→ **READING TEXT**

Start of Block

The way that young people respond to being presented with a very limited life expectancy can vary tremendously. Some may stick their head firmly in the sand and refuse to discuss or conceptualise anything about what may happen in the lead-up to their death, or following. Others will organise everything about the end of their lives, including where they want to die, how alert they want to be, as well as what will happen following their death — such as where their belongings go and how they want to be remembered. It is important to note that even if they have decided to not actively engage in discussions about this does not mean that they are in denial or not accepting their prognosis. Instead, it may be that they have done as much thinking and talking about it as they need to do; it is often these patients that have very well-considered plans about what they want to happen as they deteriorate and decisions must be made about their care.

As the therapist working with young people at this stage of their lives, the work that can be done is pivotal, but it often very confronting. Discussion of the practicalities of a young person’s end of life and what they leave behind can provoke very strong emotions, not only for the patient but also for the therapist. Generally, these conversations will lead to reflection on the therapist’s own beliefs about where they are in relation to the patient’s wishes, which may elicit strong positive and negative emotions.

End of Block

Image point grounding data
Start of Block

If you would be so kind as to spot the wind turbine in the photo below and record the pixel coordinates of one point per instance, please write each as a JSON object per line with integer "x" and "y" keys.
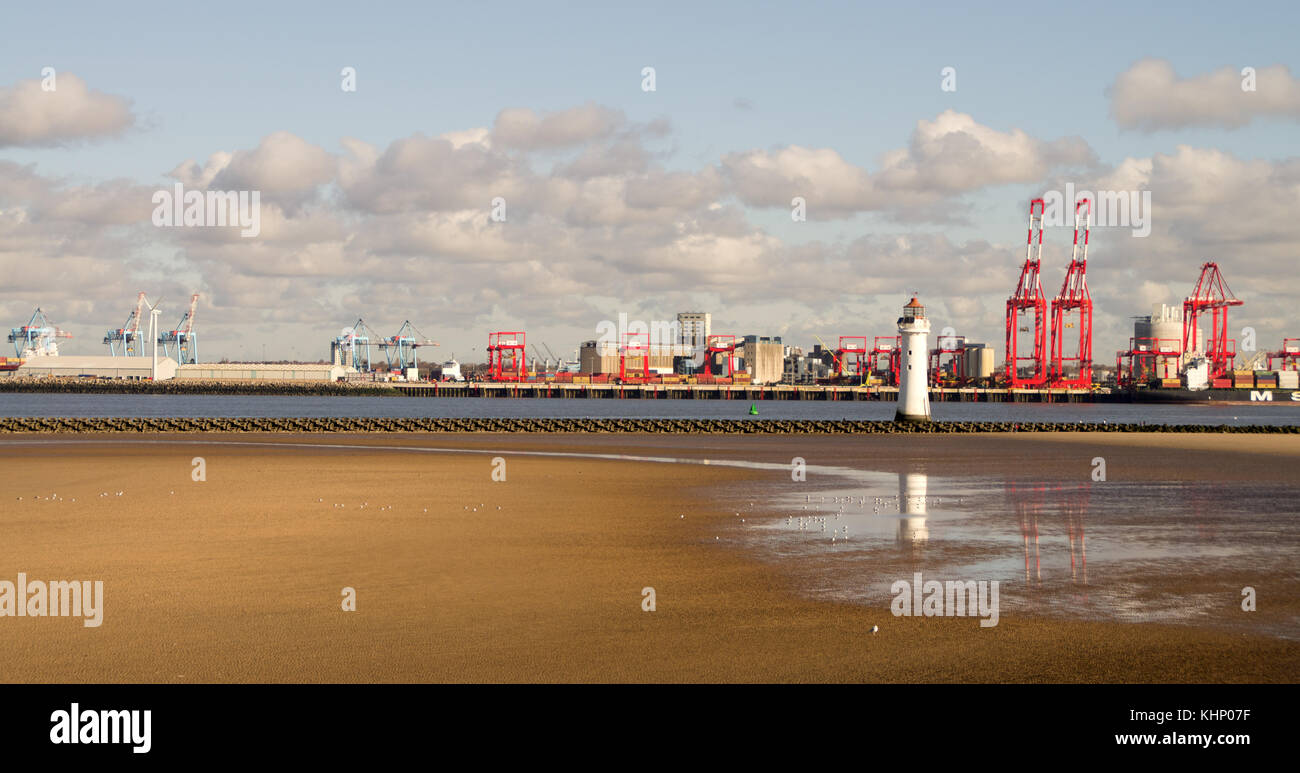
{"x": 154, "y": 337}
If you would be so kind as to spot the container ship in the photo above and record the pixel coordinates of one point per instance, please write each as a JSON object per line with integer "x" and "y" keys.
{"x": 1236, "y": 386}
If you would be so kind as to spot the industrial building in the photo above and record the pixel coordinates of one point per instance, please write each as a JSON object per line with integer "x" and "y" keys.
{"x": 96, "y": 367}
{"x": 596, "y": 357}
{"x": 763, "y": 357}
{"x": 696, "y": 328}
{"x": 261, "y": 372}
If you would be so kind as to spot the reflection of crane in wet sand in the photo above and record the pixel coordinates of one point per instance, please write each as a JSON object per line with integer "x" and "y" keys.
{"x": 1075, "y": 506}
{"x": 911, "y": 506}
{"x": 1028, "y": 504}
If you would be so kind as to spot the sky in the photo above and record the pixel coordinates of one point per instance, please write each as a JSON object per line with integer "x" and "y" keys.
{"x": 377, "y": 202}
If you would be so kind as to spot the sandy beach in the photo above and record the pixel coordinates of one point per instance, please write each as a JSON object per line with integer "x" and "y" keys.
{"x": 538, "y": 577}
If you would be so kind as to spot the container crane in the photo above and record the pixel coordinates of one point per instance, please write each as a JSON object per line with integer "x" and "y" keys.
{"x": 128, "y": 337}
{"x": 38, "y": 338}
{"x": 1212, "y": 294}
{"x": 352, "y": 347}
{"x": 401, "y": 348}
{"x": 182, "y": 338}
{"x": 506, "y": 355}
{"x": 722, "y": 343}
{"x": 1074, "y": 296}
{"x": 1028, "y": 298}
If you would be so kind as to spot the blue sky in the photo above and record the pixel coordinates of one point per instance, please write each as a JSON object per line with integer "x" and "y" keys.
{"x": 853, "y": 77}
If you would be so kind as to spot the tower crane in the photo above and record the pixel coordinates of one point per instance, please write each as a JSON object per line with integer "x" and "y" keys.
{"x": 352, "y": 347}
{"x": 1074, "y": 296}
{"x": 182, "y": 338}
{"x": 1210, "y": 294}
{"x": 128, "y": 337}
{"x": 38, "y": 338}
{"x": 401, "y": 348}
{"x": 1028, "y": 298}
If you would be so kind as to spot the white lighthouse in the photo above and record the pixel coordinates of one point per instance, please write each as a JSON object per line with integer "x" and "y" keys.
{"x": 914, "y": 376}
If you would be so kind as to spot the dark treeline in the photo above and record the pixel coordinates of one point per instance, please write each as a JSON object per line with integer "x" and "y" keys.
{"x": 193, "y": 387}
{"x": 594, "y": 425}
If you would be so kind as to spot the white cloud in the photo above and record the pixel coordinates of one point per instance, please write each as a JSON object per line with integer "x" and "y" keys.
{"x": 1149, "y": 96}
{"x": 72, "y": 112}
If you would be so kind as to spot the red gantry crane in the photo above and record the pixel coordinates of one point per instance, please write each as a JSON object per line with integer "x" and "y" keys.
{"x": 1028, "y": 298}
{"x": 722, "y": 343}
{"x": 506, "y": 355}
{"x": 853, "y": 357}
{"x": 1075, "y": 303}
{"x": 1212, "y": 294}
{"x": 636, "y": 346}
{"x": 889, "y": 347}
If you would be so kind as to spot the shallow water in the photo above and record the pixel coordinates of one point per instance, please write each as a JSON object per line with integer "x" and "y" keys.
{"x": 373, "y": 407}
{"x": 1122, "y": 551}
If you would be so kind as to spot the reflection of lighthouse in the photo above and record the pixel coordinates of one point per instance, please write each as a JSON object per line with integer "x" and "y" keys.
{"x": 914, "y": 380}
{"x": 911, "y": 504}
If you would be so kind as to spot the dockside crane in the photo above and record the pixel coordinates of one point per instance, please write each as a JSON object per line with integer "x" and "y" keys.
{"x": 352, "y": 347}
{"x": 401, "y": 348}
{"x": 1212, "y": 294}
{"x": 38, "y": 338}
{"x": 1074, "y": 302}
{"x": 128, "y": 337}
{"x": 1028, "y": 298}
{"x": 183, "y": 338}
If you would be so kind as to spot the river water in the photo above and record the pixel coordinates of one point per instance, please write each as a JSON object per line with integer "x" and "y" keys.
{"x": 373, "y": 407}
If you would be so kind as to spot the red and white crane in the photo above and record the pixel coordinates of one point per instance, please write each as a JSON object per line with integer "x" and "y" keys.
{"x": 1212, "y": 294}
{"x": 1028, "y": 298}
{"x": 1073, "y": 308}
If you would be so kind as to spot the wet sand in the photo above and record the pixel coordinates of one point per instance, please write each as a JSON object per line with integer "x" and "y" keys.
{"x": 238, "y": 578}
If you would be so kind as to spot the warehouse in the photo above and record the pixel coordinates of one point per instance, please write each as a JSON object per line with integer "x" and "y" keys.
{"x": 264, "y": 372}
{"x": 96, "y": 367}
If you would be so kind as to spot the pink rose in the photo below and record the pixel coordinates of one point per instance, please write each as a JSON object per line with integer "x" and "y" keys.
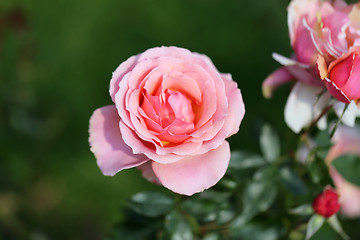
{"x": 346, "y": 141}
{"x": 319, "y": 27}
{"x": 172, "y": 112}
{"x": 342, "y": 77}
{"x": 326, "y": 203}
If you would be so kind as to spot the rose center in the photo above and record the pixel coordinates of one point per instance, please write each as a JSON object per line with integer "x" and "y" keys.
{"x": 175, "y": 105}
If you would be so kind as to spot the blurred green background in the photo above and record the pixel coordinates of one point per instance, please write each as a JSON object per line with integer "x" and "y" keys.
{"x": 56, "y": 60}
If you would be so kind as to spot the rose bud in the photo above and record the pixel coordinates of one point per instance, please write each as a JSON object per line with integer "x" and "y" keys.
{"x": 342, "y": 77}
{"x": 326, "y": 204}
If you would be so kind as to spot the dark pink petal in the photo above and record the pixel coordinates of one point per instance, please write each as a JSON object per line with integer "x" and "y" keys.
{"x": 336, "y": 91}
{"x": 177, "y": 81}
{"x": 194, "y": 174}
{"x": 143, "y": 147}
{"x": 107, "y": 144}
{"x": 352, "y": 87}
{"x": 181, "y": 106}
{"x": 340, "y": 72}
{"x": 179, "y": 127}
{"x": 236, "y": 112}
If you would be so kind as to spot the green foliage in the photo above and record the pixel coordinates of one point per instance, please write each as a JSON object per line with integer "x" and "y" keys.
{"x": 151, "y": 204}
{"x": 177, "y": 227}
{"x": 315, "y": 223}
{"x": 269, "y": 143}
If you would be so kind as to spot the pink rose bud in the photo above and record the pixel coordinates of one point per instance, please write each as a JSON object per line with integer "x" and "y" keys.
{"x": 326, "y": 204}
{"x": 342, "y": 78}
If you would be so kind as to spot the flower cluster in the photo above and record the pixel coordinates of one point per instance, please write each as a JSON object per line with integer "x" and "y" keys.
{"x": 325, "y": 37}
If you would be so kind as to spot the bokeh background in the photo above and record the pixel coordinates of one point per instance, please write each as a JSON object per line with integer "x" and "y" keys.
{"x": 56, "y": 60}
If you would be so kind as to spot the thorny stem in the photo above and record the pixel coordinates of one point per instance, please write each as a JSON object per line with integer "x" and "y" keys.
{"x": 339, "y": 120}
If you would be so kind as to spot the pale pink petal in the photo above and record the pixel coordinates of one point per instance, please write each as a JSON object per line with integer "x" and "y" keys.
{"x": 221, "y": 109}
{"x": 335, "y": 91}
{"x": 177, "y": 81}
{"x": 181, "y": 106}
{"x": 148, "y": 173}
{"x": 350, "y": 114}
{"x": 119, "y": 74}
{"x": 107, "y": 144}
{"x": 183, "y": 149}
{"x": 303, "y": 106}
{"x": 274, "y": 80}
{"x": 351, "y": 88}
{"x": 157, "y": 52}
{"x": 194, "y": 174}
{"x": 143, "y": 147}
{"x": 120, "y": 100}
{"x": 236, "y": 111}
{"x": 297, "y": 10}
{"x": 349, "y": 195}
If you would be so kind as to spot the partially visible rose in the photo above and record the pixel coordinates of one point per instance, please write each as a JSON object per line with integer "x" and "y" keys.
{"x": 346, "y": 141}
{"x": 326, "y": 203}
{"x": 172, "y": 112}
{"x": 324, "y": 28}
{"x": 342, "y": 76}
{"x": 320, "y": 27}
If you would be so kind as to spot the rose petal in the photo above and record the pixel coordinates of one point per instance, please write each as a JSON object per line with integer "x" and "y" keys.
{"x": 148, "y": 173}
{"x": 119, "y": 74}
{"x": 144, "y": 147}
{"x": 236, "y": 111}
{"x": 350, "y": 114}
{"x": 194, "y": 173}
{"x": 107, "y": 144}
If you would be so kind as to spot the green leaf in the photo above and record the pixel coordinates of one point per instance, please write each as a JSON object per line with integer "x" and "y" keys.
{"x": 207, "y": 206}
{"x": 256, "y": 231}
{"x": 323, "y": 139}
{"x": 349, "y": 167}
{"x": 292, "y": 181}
{"x": 258, "y": 197}
{"x": 176, "y": 227}
{"x": 213, "y": 236}
{"x": 131, "y": 232}
{"x": 335, "y": 224}
{"x": 243, "y": 160}
{"x": 269, "y": 143}
{"x": 318, "y": 171}
{"x": 314, "y": 224}
{"x": 151, "y": 204}
{"x": 303, "y": 210}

End of Block

→ **TASKS TO CARRY OUT**
1. Answer these questions from the passage on young people facing the end of life.
(a) What might young people who stick their head in the sand refuse to discuss or conceptualise?
(b) What does the passage say a young person's choice not to actively engage in these discussions does not mean?
(c) Whose own beliefs do these conversations generally lead to reflection on?
2. Copy everything in the passage on young people facing the end of life, from "As the therapist" down to "and negative emotions.".
3. Proceed with the passage on young people facing the end of life, carrying on after its last sentence.
These rows come from a separate source.

→ **RESULTS IN ORDER**
1.
(a) Anything about what may happen in the lead-up to their death, or following.
(b) That they are in denial or not accepting their prognosis.
(c) The therapist's.

2.
As the therapist working with young people at this stage of their lives, the work that can be done is pivotal, but it often very confronting. Discussion of the practicalities of a young person’s end of life and what they leave behind can provoke very strong emotions, not only for the patient but also for the therapist. Generally, these conversations will lead to reflection on the therapist’s own beliefs about where they are in relation to the patient’s wishes, which may elicit strong positive and negative emotions.

3.
There is often significant anxiety within support teams and families for young people to have an acceptance of their death, which can lead to pressure on the therapist to make the young person talk and ultimately resolve any unresolved issues prior to their death. Yet there will always be things left unresolved. That is the nature of human beings.

Young people need to be the drivers of any discussions about time at their end of life and the meaning that they wish to make about it. Some will speak about this in every session for the time that they have left, whereas others will only ever speak about it once, and feel that they have said all that needs to be said. It is not the job of the therapist to ‘uncover’ something. Sometimes things are just as they are and a young person will die without ever confronting or managing things that perhaps those around them think they should.

‘I have the list of things that I need to give to people. I know exactly where everything is going. Except, whenever I try and give the stuff to them, and say goodbye, they tell me to stop it, and tell me that I need to think positive. Like somehow by communicating about me dying might make it actually happen.’

—– 22-year-old female

 

The inverse of those who believe that young people should spend a lot of time talking about their death are those who instead believe that it should not be talked about at all. Instead, young people may be faced by a barrier of sentiments such as ‘don’t talk like that, it will be ok’ and ‘you just need to be positive, doctors are often wrong’. Young people will frequently refer to the frustration that comes from being ‘shutdown’ from talking about what they are really worried and thinking about.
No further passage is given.